====== Source records ======
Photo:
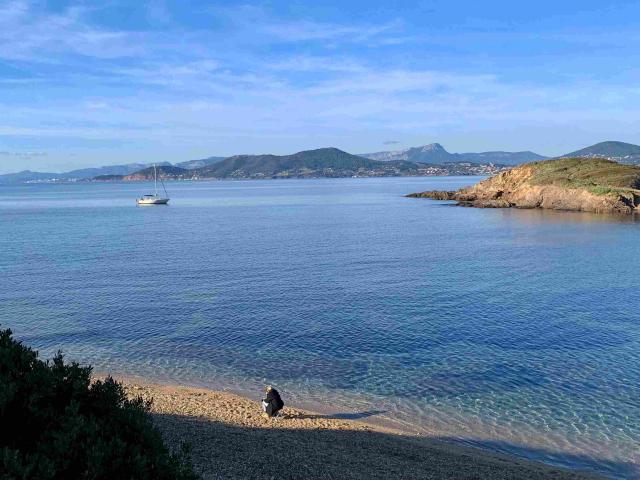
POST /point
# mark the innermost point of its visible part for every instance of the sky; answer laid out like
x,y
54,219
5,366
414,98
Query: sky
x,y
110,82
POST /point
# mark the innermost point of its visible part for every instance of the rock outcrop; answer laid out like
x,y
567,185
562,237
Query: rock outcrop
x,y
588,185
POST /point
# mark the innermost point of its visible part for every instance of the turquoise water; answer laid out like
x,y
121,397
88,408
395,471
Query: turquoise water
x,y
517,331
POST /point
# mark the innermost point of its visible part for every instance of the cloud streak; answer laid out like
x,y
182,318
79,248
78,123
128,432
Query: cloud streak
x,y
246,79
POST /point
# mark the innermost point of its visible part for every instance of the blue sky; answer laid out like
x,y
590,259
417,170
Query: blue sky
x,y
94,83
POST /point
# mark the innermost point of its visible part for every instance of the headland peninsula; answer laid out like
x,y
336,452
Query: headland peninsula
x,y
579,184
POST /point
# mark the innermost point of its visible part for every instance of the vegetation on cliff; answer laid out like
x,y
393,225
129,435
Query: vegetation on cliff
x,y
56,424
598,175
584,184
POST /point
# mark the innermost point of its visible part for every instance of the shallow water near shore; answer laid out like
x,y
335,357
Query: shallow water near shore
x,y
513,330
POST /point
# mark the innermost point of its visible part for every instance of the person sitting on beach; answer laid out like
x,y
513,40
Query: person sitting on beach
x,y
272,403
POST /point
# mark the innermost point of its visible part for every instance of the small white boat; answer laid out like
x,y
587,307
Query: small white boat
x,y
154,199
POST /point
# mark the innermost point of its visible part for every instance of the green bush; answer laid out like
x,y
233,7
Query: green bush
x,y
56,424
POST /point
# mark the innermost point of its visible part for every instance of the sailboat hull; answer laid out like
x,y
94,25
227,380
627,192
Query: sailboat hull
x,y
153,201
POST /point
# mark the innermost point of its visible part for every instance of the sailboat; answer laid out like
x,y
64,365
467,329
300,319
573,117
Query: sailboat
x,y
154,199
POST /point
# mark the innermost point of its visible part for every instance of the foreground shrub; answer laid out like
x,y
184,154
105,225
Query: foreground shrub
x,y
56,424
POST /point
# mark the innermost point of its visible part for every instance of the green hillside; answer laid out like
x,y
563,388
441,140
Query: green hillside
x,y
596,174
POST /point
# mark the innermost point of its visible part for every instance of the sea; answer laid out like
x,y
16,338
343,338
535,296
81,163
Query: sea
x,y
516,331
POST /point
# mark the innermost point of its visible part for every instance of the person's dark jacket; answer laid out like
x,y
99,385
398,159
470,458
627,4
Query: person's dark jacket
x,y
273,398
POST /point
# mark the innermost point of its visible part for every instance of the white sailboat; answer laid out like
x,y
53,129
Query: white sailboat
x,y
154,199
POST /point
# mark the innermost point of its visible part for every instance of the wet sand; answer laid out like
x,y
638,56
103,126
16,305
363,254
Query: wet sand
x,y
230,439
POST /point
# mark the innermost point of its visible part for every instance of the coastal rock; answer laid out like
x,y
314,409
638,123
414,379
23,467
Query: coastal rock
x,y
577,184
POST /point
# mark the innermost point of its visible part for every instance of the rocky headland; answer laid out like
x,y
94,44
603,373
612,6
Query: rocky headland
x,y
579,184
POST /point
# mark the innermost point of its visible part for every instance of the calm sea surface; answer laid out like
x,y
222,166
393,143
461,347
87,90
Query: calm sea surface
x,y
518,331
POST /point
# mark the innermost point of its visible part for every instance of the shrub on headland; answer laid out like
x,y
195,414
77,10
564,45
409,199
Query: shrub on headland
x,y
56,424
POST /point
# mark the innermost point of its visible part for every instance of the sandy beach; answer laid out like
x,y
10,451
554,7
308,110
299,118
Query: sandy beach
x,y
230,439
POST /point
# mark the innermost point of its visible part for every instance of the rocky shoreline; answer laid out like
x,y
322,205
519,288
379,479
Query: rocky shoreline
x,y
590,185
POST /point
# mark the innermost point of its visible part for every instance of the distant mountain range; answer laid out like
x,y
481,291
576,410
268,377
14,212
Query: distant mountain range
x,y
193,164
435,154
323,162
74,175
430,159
======
Task item: Extract the text of all the records above verbatim, excluding pictures.

Result:
Photo:
POST /point
# mark the innermost point of its visible part for every instance of the sky; answer laid out like
x,y
54,219
5,366
414,98
Query: sky
x,y
110,82
POST /point
# mark the innermost point of its visible part for every instance of the rock outcrop; answer laid out like
x,y
567,185
562,237
Query: rock outcrop
x,y
588,185
POST /point
# mark the innermost point of its visible part for every instance of the turquoise water; answer laid out like
x,y
121,397
88,408
395,471
Query: turquoise water
x,y
517,331
POST /point
# mark the innermost point of its visible part for every instance of the cloud streak; answer laid out like
x,y
182,318
79,248
78,123
128,432
Query: cloud streak
x,y
246,79
POST /point
# mark the innermost point of its visible part for every instance of the blue sky; answer laid out like
x,y
590,259
417,170
Query: blue sky
x,y
94,83
POST /point
# mark the innermost point of its visible part for every instance of the headland peninsula; answer laid out like
x,y
336,452
Query: headland peninsula
x,y
579,184
POST /point
# mark the innermost point of its visible part for every instance of the vegetation on cliff; answer laid out like
x,y
393,225
129,435
Query: vegetation on cliff
x,y
56,424
598,175
584,184
POST /point
# mark the innermost point of its visible part for every instance of the shallow water near shore; answer laid out like
x,y
335,357
Query: shallow water near shore
x,y
513,330
POST /point
# mark the innermost point of its visible part for every instance of the person sitting on beach; answer laid out like
x,y
513,40
Query: person sitting on beach
x,y
272,403
POST /point
# mark the innermost point of its visible part for every instance of the small white boat; answer laid out like
x,y
587,307
Query: small white boat
x,y
154,199
POST /point
# mark the innermost point of its visible part for every instance of the green bush; answer laid out like
x,y
233,7
Query: green bush
x,y
56,424
POST /point
# mark the innermost point of its visible part for every instance of the sailboat hull; answer laid out like
x,y
94,25
227,380
627,192
Query: sailboat hull
x,y
153,201
POST /point
# mark the innermost point of its visible part for every instance of the sailboat; answer laid out like
x,y
64,365
467,329
300,319
573,117
Query: sailboat
x,y
154,199
POST /point
# mark the innermost point of its visible part for every instance of the foreground shrub; answer laid out like
x,y
184,154
105,225
Query: foreground shrub
x,y
56,424
POST /point
# mark the innermost point of its visible part for every instance of the green hillside; answer laid out like
x,y
563,388
441,140
Query: green hillside
x,y
596,174
POST /point
# mark the innermost point of its visible part for every instance of the sea; answer laid out like
x,y
16,338
343,338
535,296
81,163
Query: sea
x,y
516,331
POST /point
# mark the innermost point of its visible part for every instance of the person's dark jacket; answer laid out like
x,y
99,385
398,159
470,458
627,4
Query: person's dark jacket
x,y
273,398
POST /point
# mark the innermost point of its visible part for every instance of the white sailboat; answer laid out like
x,y
53,129
Query: white sailboat
x,y
154,199
POST /point
# mark the innermost point of its visible part for every instance of the wet sand; answer laid out like
x,y
638,56
103,126
16,305
363,254
Query: wet sand
x,y
230,439
POST /point
# mark the innermost point of its visible part for every instance of the coastal rock; answer laid out like
x,y
314,409
638,123
414,379
23,467
Query: coastal rock
x,y
577,184
POST /point
# mark the innermost point of its visible part for every instance of the rocky headland; answer laid out like
x,y
94,44
603,373
612,6
Query: rocky headland
x,y
579,184
POST /point
# mark the innermost point of its visible part for every instance of the calm sea surface; answer laid out like
x,y
222,166
393,143
461,347
87,90
Query: calm sea surface
x,y
518,331
POST /point
# mark the innermost point of its visible part for every instance of the shrub on headland; answer laid out like
x,y
195,414
77,10
564,45
409,199
Query: shrub on headland
x,y
56,424
POST /point
# mark the innermost point of its visible part for every instance of the sandy beach; answer laid out like
x,y
10,451
554,7
308,110
299,118
Query: sandy beach
x,y
230,439
POST /point
# mark the innermost point of its visible part for every instance of the rocky shoreline; answer laid out like
x,y
322,205
519,288
379,479
Query: rocky shoreline
x,y
590,185
POST /point
# mark the innermost point of its visible part for every instance of the distant mountain range; answer laid out like
x,y
481,291
576,410
268,377
14,212
Query: distant mountain range
x,y
193,164
435,154
323,162
74,175
430,159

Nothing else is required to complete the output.